▶ Task item: Please show every line in the entries below that includes the word "instance".

+---+

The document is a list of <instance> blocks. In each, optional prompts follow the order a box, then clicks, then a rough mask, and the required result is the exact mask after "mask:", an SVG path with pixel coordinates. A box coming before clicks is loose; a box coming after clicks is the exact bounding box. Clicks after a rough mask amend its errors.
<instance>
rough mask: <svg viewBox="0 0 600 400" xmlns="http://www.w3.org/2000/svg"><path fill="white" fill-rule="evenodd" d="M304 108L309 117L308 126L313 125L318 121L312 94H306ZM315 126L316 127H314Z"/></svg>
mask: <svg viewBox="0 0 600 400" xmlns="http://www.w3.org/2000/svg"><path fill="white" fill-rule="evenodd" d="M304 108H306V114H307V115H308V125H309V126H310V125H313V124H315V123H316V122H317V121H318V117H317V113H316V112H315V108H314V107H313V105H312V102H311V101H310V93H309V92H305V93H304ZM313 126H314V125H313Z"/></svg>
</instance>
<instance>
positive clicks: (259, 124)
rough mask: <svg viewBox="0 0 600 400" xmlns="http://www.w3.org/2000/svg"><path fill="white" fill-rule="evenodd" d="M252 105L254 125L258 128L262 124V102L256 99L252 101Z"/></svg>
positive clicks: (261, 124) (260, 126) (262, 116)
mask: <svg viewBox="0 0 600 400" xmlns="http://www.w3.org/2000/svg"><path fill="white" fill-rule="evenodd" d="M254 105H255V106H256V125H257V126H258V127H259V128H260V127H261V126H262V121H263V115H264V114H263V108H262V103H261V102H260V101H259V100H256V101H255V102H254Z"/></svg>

+---+

▶ Task solution:
The document is a list of <instance> blocks. In each, optional prompts follow the order a box, then clicks, then a rough mask, and the required result is the exact mask after "mask:", an SVG path with pixel coordinates. A box coming before clicks is loose; a box coming after clicks is the exact bounding box. Clicks after a rough mask amend its errors.
<instance>
</instance>
<instance>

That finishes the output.